BEGIN RECORDS SUPPLIED

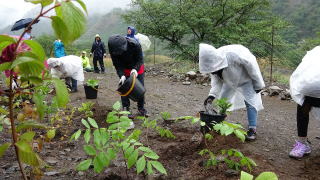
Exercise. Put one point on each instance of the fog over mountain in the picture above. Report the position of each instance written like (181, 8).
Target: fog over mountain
(13, 10)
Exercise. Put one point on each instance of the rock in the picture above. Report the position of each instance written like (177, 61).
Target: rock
(52, 173)
(274, 90)
(191, 75)
(285, 95)
(51, 160)
(231, 173)
(186, 83)
(80, 173)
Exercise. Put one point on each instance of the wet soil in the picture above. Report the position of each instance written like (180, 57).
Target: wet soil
(276, 134)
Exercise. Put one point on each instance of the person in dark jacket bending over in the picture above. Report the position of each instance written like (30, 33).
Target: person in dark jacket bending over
(126, 55)
(98, 50)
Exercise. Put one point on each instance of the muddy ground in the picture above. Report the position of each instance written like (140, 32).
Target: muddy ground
(276, 134)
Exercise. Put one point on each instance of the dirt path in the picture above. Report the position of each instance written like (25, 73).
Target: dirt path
(276, 134)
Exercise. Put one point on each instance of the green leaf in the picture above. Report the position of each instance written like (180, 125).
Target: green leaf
(82, 5)
(85, 123)
(98, 164)
(89, 150)
(5, 66)
(117, 106)
(3, 148)
(38, 99)
(240, 135)
(246, 176)
(149, 168)
(267, 176)
(87, 136)
(30, 124)
(141, 164)
(74, 18)
(111, 154)
(97, 137)
(6, 38)
(145, 149)
(75, 135)
(133, 158)
(51, 133)
(28, 136)
(61, 93)
(152, 155)
(60, 28)
(93, 123)
(36, 49)
(128, 152)
(84, 165)
(42, 2)
(159, 167)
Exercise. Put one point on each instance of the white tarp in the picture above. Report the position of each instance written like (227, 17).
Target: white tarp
(241, 74)
(144, 41)
(67, 66)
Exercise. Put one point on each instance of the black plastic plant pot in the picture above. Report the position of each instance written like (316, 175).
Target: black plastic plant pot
(132, 88)
(91, 93)
(210, 120)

END RECORDS SUPPLIED

» **WHAT THE EXERCISE ASKS**:
Exact reproduction of the entries above is required, with pictures excluded.

» **ANSWER FOR THIS EXERCISE**:
Exercise. Put one point on each instance of the fog over mountain in the picture above. Report the position of each instance written like (181, 8).
Target: fog over mountain
(13, 10)
Exercise. Put one point on each instance of the rock in the picture above. Report the position of each instance written like (177, 61).
Target: rock
(52, 173)
(274, 90)
(191, 75)
(285, 95)
(51, 160)
(231, 173)
(186, 83)
(80, 173)
Exercise. Put one point on each instance of the wet soil in the picture above. Report the position of each instance written like (180, 57).
Target: wet soil
(276, 134)
Exercise. Put one point on each instance of the person in dark jacket bending over in the picture above. Report the position of each instance written like (30, 33).
Target: person in dark jacket bending over
(126, 55)
(98, 50)
Exercise. Put one point on each instance of the muddy ground in the picture above. Report the position of each instance written like (140, 32).
Target: muddy ground
(276, 134)
Exercise. Put one point on each instance of the dirt path in the picture above. Report the position of each instance written like (25, 73).
Target: dirt path
(276, 134)
Exercise. Put one point on each instance of the green leaf in the picture above. Report the position of each instance written like (180, 125).
Target: green leaf
(82, 5)
(85, 123)
(98, 164)
(89, 150)
(5, 66)
(117, 106)
(3, 148)
(38, 99)
(240, 135)
(246, 176)
(149, 168)
(267, 176)
(87, 136)
(30, 124)
(141, 164)
(74, 18)
(111, 154)
(97, 137)
(6, 38)
(145, 149)
(75, 135)
(133, 158)
(51, 133)
(28, 136)
(61, 93)
(152, 155)
(60, 28)
(93, 123)
(36, 49)
(128, 152)
(84, 165)
(42, 2)
(159, 167)
Exercise. Put one point on each instance of the white tarp in the picture above. Report the position of each instance written like (227, 17).
Target: white tarp
(241, 74)
(144, 41)
(67, 66)
Exercise. Put one point on each instance of the black plastic plant pot in the picture above. Report the position of each instance written like (316, 175).
Target: black plastic plant pot
(132, 88)
(91, 93)
(210, 120)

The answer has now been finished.